## Source text

*****

A rather nice example of the exegesis of a controversial text is Harris’s treatment of Phil. 2:7 “The Self-Emptying of Christ”, where he not only explains the meaning of the phrase “he (Christ) emptied himself”, but answers the question, “Of what did Christ empty himself when he entered human history?” (167–68). He points out that not only does the passage concern itself with “of what” Christ emptied himself, but also “how?” – by taking on the form of a slave (“unattractiveness, lack of distinction, and submission”, 168).
Many of the texts chosen deal with theological issues or matters of Christian living, such as John 1:1c, where Harris discusses the fact that the Word is represented as having the same nature as God (52–54), or 1 Cor. 7:15, where he examines the issue of “Divorce and Remarriage” (123–24). Another is “Regular Proportionate Giving” (1 Cor 16:2) where Harris outlines Paul’s principles for Christian giving (135–36).
One entry I found slightly odd. Harris discusses John 1:14 “When Did the Word Become Incarnate?” (55–57), where he concludes by going through the stages of the development of Jesus as a foetus in Mary’s womb. While it is true that this shows that “the author of every human process underwent the same development as all humans experience in the womb”, which is “a profound mystery that evokes astonishment, awe, and worship” (57), the detail made me wonder whether there was an unexpressed purpose behind the entry.
The title of the book, I think, is the wrong one. A reader may come to this book thinking that the book will deal with “problem texts”, that is texts that are exegetically problematic, or theologically difficult. Not a few of the entries, however, are neither particularly exegetically difficult (there are others that are ignored), nor theologically problematic (though this may be a hazardous determination to make). Many, I think, are reasonably straightforward for a careful reader of the text to understand. Some such title as “Navigating Significant Texts: Important Greek words and New Testament themes explained” might better capture the actual nature of the book.
Nonetheless, Harris explains the chosen passages clearly, and often in a pastorally helpful or sensitive way. A number of them would provide a good outline for a sermon. Some are devotionally helpful and challenging. A small improvement would be to provide the full English text of a passage, with the Greek words to be explained in brackets, at the beginning of some extracts. That would improve the clarity, for those without a knowledge of Greek, of many otherwise wonderfully explained texts.
Derek Tovey is the book review editor for Stimulus.

*****

## Extracted entries
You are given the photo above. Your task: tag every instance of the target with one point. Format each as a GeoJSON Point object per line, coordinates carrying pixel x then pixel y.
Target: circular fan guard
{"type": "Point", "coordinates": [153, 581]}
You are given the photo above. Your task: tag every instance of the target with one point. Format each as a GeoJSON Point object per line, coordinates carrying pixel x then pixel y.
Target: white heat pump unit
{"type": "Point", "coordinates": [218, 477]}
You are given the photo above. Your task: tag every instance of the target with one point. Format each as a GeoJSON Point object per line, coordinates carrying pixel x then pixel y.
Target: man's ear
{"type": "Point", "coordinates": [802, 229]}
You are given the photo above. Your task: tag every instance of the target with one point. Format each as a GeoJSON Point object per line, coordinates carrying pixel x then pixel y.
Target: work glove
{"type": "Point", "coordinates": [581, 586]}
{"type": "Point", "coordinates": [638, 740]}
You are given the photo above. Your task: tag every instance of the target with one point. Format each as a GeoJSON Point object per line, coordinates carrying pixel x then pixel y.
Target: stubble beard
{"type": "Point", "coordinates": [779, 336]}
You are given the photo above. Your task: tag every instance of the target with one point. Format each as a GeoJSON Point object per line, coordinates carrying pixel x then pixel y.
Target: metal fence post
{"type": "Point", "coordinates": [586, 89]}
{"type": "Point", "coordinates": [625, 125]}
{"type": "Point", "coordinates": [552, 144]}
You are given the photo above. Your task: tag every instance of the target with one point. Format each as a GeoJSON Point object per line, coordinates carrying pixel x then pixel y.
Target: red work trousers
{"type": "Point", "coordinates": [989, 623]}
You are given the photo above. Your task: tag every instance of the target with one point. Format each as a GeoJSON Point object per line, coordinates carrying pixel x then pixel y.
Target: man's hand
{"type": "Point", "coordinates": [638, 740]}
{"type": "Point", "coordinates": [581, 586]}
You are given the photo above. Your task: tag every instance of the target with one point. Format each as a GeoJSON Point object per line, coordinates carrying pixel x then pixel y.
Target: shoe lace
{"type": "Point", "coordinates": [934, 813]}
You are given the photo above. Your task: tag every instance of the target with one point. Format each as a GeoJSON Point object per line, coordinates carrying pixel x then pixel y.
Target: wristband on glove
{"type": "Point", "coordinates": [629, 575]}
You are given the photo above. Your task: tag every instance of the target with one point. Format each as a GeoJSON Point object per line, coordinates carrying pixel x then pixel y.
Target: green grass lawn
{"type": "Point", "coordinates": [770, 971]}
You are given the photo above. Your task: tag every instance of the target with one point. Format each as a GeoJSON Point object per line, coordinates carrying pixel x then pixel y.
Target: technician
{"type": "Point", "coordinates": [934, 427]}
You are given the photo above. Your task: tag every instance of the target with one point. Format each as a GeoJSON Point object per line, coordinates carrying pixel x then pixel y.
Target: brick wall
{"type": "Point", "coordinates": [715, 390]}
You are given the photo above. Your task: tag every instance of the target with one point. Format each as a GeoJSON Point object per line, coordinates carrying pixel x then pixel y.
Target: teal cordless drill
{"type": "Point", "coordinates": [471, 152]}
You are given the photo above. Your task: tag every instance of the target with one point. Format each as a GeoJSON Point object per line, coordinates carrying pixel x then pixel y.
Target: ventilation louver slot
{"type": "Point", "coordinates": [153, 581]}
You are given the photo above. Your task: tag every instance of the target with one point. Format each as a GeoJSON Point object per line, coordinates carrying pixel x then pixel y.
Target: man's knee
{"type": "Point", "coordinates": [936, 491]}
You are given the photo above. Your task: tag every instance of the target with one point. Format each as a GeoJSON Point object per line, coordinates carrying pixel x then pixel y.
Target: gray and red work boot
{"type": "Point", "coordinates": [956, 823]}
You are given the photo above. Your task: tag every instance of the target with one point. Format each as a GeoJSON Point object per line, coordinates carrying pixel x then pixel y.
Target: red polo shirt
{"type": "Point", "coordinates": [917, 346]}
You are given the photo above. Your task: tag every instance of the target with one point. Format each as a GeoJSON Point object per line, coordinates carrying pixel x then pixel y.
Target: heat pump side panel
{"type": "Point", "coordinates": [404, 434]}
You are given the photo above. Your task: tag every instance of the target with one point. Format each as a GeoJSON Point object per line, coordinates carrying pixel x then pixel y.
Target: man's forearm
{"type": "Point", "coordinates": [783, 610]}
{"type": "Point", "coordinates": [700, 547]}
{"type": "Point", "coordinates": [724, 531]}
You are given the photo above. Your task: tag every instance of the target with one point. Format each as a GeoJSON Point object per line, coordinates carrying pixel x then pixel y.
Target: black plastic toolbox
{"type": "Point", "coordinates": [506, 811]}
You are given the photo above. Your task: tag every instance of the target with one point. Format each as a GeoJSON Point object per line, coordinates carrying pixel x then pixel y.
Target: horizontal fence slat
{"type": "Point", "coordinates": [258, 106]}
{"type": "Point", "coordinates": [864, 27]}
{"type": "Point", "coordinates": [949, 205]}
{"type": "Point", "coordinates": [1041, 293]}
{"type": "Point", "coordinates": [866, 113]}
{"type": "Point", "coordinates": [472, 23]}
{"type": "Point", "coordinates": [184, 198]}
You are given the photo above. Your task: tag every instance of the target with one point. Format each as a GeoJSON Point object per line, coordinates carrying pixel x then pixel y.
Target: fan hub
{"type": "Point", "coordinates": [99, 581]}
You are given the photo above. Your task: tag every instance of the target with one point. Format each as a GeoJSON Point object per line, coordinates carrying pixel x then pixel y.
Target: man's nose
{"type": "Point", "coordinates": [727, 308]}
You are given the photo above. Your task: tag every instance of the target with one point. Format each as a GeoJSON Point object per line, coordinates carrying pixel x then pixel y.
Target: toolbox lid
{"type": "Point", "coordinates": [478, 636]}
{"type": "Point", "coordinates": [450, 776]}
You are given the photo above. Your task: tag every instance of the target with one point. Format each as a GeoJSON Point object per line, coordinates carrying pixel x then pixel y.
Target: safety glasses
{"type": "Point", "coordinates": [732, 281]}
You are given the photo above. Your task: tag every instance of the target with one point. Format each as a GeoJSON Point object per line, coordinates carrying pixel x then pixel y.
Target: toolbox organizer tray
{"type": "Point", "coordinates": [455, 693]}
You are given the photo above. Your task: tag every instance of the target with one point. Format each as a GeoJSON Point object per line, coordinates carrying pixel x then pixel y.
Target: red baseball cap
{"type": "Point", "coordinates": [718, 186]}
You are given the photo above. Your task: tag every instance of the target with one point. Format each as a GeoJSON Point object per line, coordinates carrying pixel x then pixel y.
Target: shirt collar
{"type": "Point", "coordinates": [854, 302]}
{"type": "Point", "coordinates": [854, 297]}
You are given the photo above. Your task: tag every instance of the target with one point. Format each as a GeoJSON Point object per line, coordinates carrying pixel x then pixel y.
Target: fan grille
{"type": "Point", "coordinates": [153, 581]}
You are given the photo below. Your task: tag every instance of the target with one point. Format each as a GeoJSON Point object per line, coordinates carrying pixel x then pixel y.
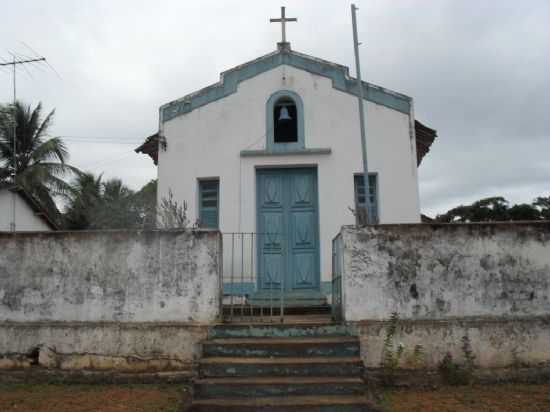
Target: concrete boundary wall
{"type": "Point", "coordinates": [489, 282]}
{"type": "Point", "coordinates": [441, 271]}
{"type": "Point", "coordinates": [115, 300]}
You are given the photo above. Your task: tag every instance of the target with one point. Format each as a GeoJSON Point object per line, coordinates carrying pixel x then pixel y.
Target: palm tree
{"type": "Point", "coordinates": [41, 161]}
{"type": "Point", "coordinates": [96, 204]}
{"type": "Point", "coordinates": [84, 201]}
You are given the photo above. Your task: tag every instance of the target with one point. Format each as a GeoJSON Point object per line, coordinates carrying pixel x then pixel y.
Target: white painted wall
{"type": "Point", "coordinates": [207, 141]}
{"type": "Point", "coordinates": [26, 218]}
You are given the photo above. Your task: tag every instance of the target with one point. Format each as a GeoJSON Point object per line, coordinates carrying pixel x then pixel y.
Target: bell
{"type": "Point", "coordinates": [283, 115]}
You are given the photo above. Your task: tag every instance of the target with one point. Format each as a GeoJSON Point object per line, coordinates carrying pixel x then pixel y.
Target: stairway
{"type": "Point", "coordinates": [309, 367]}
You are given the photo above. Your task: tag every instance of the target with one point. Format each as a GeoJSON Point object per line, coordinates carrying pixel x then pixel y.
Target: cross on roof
{"type": "Point", "coordinates": [283, 21]}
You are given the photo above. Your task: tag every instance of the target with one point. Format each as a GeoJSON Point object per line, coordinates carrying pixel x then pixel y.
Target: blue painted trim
{"type": "Point", "coordinates": [248, 288]}
{"type": "Point", "coordinates": [238, 288]}
{"type": "Point", "coordinates": [209, 217]}
{"type": "Point", "coordinates": [270, 130]}
{"type": "Point", "coordinates": [310, 151]}
{"type": "Point", "coordinates": [326, 287]}
{"type": "Point", "coordinates": [230, 79]}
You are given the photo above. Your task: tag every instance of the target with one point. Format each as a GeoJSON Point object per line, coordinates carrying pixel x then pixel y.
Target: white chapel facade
{"type": "Point", "coordinates": [274, 148]}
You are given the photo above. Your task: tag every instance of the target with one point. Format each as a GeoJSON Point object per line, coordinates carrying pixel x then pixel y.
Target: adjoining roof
{"type": "Point", "coordinates": [150, 147]}
{"type": "Point", "coordinates": [229, 80]}
{"type": "Point", "coordinates": [425, 137]}
{"type": "Point", "coordinates": [33, 204]}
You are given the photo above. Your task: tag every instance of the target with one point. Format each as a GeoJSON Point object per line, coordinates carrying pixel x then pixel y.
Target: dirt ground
{"type": "Point", "coordinates": [167, 398]}
{"type": "Point", "coordinates": [91, 398]}
{"type": "Point", "coordinates": [487, 398]}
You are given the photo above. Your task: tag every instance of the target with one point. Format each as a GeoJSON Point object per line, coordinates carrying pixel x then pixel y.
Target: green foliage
{"type": "Point", "coordinates": [458, 374]}
{"type": "Point", "coordinates": [418, 356]}
{"type": "Point", "coordinates": [41, 161]}
{"type": "Point", "coordinates": [97, 204]}
{"type": "Point", "coordinates": [172, 215]}
{"type": "Point", "coordinates": [391, 356]}
{"type": "Point", "coordinates": [497, 209]}
{"type": "Point", "coordinates": [145, 203]}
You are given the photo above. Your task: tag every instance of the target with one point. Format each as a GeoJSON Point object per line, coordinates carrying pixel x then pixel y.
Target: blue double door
{"type": "Point", "coordinates": [288, 232]}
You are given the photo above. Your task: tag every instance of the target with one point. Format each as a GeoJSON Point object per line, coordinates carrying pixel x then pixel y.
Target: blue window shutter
{"type": "Point", "coordinates": [209, 191]}
{"type": "Point", "coordinates": [373, 195]}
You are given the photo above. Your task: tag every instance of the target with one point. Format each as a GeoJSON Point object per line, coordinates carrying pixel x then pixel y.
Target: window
{"type": "Point", "coordinates": [285, 121]}
{"type": "Point", "coordinates": [360, 197]}
{"type": "Point", "coordinates": [209, 203]}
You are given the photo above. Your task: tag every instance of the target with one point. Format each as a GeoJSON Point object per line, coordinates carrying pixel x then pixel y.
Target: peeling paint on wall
{"type": "Point", "coordinates": [110, 276]}
{"type": "Point", "coordinates": [446, 271]}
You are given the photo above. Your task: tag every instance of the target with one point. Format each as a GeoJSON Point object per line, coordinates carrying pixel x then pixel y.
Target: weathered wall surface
{"type": "Point", "coordinates": [131, 347]}
{"type": "Point", "coordinates": [110, 276]}
{"type": "Point", "coordinates": [496, 343]}
{"type": "Point", "coordinates": [207, 141]}
{"type": "Point", "coordinates": [446, 271]}
{"type": "Point", "coordinates": [120, 300]}
{"type": "Point", "coordinates": [490, 282]}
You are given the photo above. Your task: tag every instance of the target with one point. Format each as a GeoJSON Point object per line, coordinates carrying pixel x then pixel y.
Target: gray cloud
{"type": "Point", "coordinates": [478, 72]}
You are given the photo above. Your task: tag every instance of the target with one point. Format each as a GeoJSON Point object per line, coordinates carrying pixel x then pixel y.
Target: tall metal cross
{"type": "Point", "coordinates": [283, 21]}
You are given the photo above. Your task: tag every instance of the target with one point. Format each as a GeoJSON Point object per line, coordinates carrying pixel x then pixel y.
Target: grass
{"type": "Point", "coordinates": [478, 398]}
{"type": "Point", "coordinates": [91, 398]}
{"type": "Point", "coordinates": [168, 398]}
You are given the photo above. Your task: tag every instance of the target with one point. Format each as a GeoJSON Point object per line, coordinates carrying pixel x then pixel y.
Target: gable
{"type": "Point", "coordinates": [230, 79]}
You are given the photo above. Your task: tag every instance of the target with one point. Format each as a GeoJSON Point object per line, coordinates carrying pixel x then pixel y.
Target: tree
{"type": "Point", "coordinates": [116, 207]}
{"type": "Point", "coordinates": [145, 202]}
{"type": "Point", "coordinates": [97, 204]}
{"type": "Point", "coordinates": [484, 210]}
{"type": "Point", "coordinates": [496, 209]}
{"type": "Point", "coordinates": [41, 161]}
{"type": "Point", "coordinates": [83, 201]}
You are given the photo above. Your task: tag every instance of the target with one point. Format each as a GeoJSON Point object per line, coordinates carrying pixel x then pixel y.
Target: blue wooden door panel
{"type": "Point", "coordinates": [288, 229]}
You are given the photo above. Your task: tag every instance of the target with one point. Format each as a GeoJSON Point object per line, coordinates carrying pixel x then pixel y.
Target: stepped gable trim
{"type": "Point", "coordinates": [230, 79]}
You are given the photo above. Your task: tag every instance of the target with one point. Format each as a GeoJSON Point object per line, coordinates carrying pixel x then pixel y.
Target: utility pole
{"type": "Point", "coordinates": [14, 64]}
{"type": "Point", "coordinates": [361, 115]}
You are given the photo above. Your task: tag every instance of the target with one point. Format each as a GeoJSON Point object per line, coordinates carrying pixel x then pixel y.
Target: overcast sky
{"type": "Point", "coordinates": [479, 72]}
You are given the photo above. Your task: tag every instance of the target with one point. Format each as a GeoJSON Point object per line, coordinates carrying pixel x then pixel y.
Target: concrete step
{"type": "Point", "coordinates": [261, 330]}
{"type": "Point", "coordinates": [350, 366]}
{"type": "Point", "coordinates": [274, 320]}
{"type": "Point", "coordinates": [210, 388]}
{"type": "Point", "coordinates": [327, 403]}
{"type": "Point", "coordinates": [285, 347]}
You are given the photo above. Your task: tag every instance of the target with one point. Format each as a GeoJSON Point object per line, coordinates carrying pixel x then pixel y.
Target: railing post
{"type": "Point", "coordinates": [232, 271]}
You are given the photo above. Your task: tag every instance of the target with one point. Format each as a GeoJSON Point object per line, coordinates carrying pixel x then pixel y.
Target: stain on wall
{"type": "Point", "coordinates": [125, 276]}
{"type": "Point", "coordinates": [432, 271]}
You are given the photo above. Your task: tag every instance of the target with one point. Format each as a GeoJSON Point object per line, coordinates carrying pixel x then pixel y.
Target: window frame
{"type": "Point", "coordinates": [201, 190]}
{"type": "Point", "coordinates": [374, 200]}
{"type": "Point", "coordinates": [271, 146]}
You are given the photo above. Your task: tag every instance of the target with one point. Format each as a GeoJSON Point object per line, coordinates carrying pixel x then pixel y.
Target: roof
{"type": "Point", "coordinates": [32, 203]}
{"type": "Point", "coordinates": [229, 80]}
{"type": "Point", "coordinates": [425, 137]}
{"type": "Point", "coordinates": [341, 80]}
{"type": "Point", "coordinates": [150, 147]}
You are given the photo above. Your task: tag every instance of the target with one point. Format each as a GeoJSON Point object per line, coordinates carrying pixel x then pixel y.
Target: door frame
{"type": "Point", "coordinates": [313, 167]}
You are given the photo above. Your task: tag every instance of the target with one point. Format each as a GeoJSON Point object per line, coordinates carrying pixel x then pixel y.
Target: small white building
{"type": "Point", "coordinates": [274, 149]}
{"type": "Point", "coordinates": [30, 216]}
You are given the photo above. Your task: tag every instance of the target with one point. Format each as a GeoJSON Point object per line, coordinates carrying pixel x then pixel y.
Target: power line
{"type": "Point", "coordinates": [14, 64]}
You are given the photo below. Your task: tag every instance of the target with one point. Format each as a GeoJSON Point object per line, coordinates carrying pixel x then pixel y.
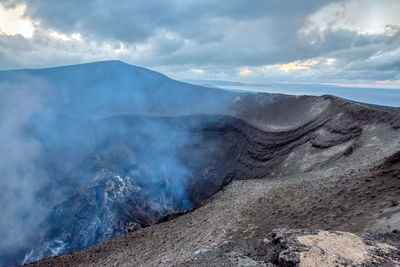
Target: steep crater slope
{"type": "Point", "coordinates": [322, 174]}
{"type": "Point", "coordinates": [111, 148]}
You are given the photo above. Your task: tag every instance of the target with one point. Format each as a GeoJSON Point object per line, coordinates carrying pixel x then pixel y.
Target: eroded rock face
{"type": "Point", "coordinates": [303, 248]}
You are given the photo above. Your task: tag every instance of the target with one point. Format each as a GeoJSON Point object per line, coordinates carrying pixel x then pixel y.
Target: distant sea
{"type": "Point", "coordinates": [385, 97]}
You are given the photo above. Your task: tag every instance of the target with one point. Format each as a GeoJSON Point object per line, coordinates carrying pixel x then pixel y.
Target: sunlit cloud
{"type": "Point", "coordinates": [383, 82]}
{"type": "Point", "coordinates": [330, 61]}
{"type": "Point", "coordinates": [295, 65]}
{"type": "Point", "coordinates": [200, 71]}
{"type": "Point", "coordinates": [13, 22]}
{"type": "Point", "coordinates": [66, 37]}
{"type": "Point", "coordinates": [245, 72]}
{"type": "Point", "coordinates": [366, 17]}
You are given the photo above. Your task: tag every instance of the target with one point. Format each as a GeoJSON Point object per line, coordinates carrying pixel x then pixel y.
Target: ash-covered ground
{"type": "Point", "coordinates": [186, 175]}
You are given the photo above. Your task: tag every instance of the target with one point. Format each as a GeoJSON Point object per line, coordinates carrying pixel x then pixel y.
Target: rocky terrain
{"type": "Point", "coordinates": [337, 170]}
{"type": "Point", "coordinates": [185, 175]}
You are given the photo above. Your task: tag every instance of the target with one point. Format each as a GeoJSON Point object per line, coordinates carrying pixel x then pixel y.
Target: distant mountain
{"type": "Point", "coordinates": [91, 151]}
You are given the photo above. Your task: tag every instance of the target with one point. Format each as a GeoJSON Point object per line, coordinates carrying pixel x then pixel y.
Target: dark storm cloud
{"type": "Point", "coordinates": [218, 36]}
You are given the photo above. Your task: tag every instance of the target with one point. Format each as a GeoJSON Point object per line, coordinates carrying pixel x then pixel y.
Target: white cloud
{"type": "Point", "coordinates": [365, 17]}
{"type": "Point", "coordinates": [13, 22]}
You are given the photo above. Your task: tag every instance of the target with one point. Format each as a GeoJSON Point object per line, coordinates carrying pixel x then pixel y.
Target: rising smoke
{"type": "Point", "coordinates": [83, 152]}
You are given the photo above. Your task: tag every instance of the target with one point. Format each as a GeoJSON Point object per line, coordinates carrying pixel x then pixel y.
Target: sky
{"type": "Point", "coordinates": [353, 42]}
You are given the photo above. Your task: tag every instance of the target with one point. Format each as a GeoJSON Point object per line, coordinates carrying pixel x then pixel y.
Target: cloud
{"type": "Point", "coordinates": [175, 37]}
{"type": "Point", "coordinates": [12, 22]}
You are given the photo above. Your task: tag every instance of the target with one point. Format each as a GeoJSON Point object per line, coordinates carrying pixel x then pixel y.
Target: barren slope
{"type": "Point", "coordinates": [306, 162]}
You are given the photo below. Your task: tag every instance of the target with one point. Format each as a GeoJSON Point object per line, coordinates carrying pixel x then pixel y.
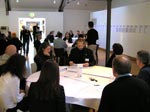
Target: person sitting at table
{"type": "Point", "coordinates": [37, 43]}
{"type": "Point", "coordinates": [79, 38]}
{"type": "Point", "coordinates": [67, 37]}
{"type": "Point", "coordinates": [43, 54]}
{"type": "Point", "coordinates": [46, 95]}
{"type": "Point", "coordinates": [126, 93]}
{"type": "Point", "coordinates": [60, 50]}
{"type": "Point", "coordinates": [10, 93]}
{"type": "Point", "coordinates": [117, 50]}
{"type": "Point", "coordinates": [80, 54]}
{"type": "Point", "coordinates": [59, 42]}
{"type": "Point", "coordinates": [50, 37]}
{"type": "Point", "coordinates": [142, 60]}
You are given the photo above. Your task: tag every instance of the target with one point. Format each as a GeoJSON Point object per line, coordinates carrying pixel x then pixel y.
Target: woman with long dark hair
{"type": "Point", "coordinates": [44, 53]}
{"type": "Point", "coordinates": [11, 74]}
{"type": "Point", "coordinates": [46, 95]}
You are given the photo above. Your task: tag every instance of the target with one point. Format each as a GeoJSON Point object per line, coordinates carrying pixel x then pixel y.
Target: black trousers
{"type": "Point", "coordinates": [26, 46]}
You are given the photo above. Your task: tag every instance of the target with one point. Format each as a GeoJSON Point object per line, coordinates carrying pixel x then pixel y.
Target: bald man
{"type": "Point", "coordinates": [125, 93]}
{"type": "Point", "coordinates": [9, 51]}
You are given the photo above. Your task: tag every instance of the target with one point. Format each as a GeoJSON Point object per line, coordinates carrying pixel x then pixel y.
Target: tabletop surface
{"type": "Point", "coordinates": [85, 90]}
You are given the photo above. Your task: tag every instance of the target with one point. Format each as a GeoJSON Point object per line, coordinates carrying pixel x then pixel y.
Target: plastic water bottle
{"type": "Point", "coordinates": [79, 70]}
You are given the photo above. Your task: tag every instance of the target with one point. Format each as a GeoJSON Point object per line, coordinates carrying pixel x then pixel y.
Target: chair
{"type": "Point", "coordinates": [94, 48]}
{"type": "Point", "coordinates": [33, 67]}
{"type": "Point", "coordinates": [61, 56]}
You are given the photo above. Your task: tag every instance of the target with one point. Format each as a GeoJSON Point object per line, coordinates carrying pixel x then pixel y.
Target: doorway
{"type": "Point", "coordinates": [30, 22]}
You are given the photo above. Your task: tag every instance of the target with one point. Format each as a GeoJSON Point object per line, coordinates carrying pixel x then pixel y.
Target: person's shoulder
{"type": "Point", "coordinates": [88, 50]}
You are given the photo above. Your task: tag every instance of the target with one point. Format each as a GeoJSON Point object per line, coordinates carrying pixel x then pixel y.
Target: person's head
{"type": "Point", "coordinates": [38, 36]}
{"type": "Point", "coordinates": [121, 65]}
{"type": "Point", "coordinates": [45, 48]}
{"type": "Point", "coordinates": [70, 32]}
{"type": "Point", "coordinates": [117, 49]}
{"type": "Point", "coordinates": [80, 36]}
{"type": "Point", "coordinates": [49, 73]}
{"type": "Point", "coordinates": [51, 33]}
{"type": "Point", "coordinates": [10, 50]}
{"type": "Point", "coordinates": [59, 35]}
{"type": "Point", "coordinates": [15, 65]}
{"type": "Point", "coordinates": [48, 81]}
{"type": "Point", "coordinates": [78, 32]}
{"type": "Point", "coordinates": [90, 24]}
{"type": "Point", "coordinates": [143, 58]}
{"type": "Point", "coordinates": [13, 35]}
{"type": "Point", "coordinates": [81, 44]}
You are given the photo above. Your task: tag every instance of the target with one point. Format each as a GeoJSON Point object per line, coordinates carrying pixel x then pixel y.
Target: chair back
{"type": "Point", "coordinates": [33, 67]}
{"type": "Point", "coordinates": [94, 48]}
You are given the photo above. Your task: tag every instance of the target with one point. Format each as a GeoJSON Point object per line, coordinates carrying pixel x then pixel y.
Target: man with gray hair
{"type": "Point", "coordinates": [125, 93]}
{"type": "Point", "coordinates": [9, 51]}
{"type": "Point", "coordinates": [142, 60]}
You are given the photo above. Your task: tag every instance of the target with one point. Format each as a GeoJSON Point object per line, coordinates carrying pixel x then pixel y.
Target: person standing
{"type": "Point", "coordinates": [47, 95]}
{"type": "Point", "coordinates": [35, 30]}
{"type": "Point", "coordinates": [126, 93]}
{"type": "Point", "coordinates": [10, 93]}
{"type": "Point", "coordinates": [142, 60]}
{"type": "Point", "coordinates": [26, 37]}
{"type": "Point", "coordinates": [80, 54]}
{"type": "Point", "coordinates": [92, 34]}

*****

## Task statement
From the book review, list every biblical passage named as one Harris discusses, each with the page range the review gives for that discussion.

## Task output
- Phil. 2:7, pages 167–68
- John 1:1c, pages 52–54
- 1 Cor. 7:15, pages 123–24
- 1 Cor 16:2, pages 135–36
- John 1:14, pages 55–57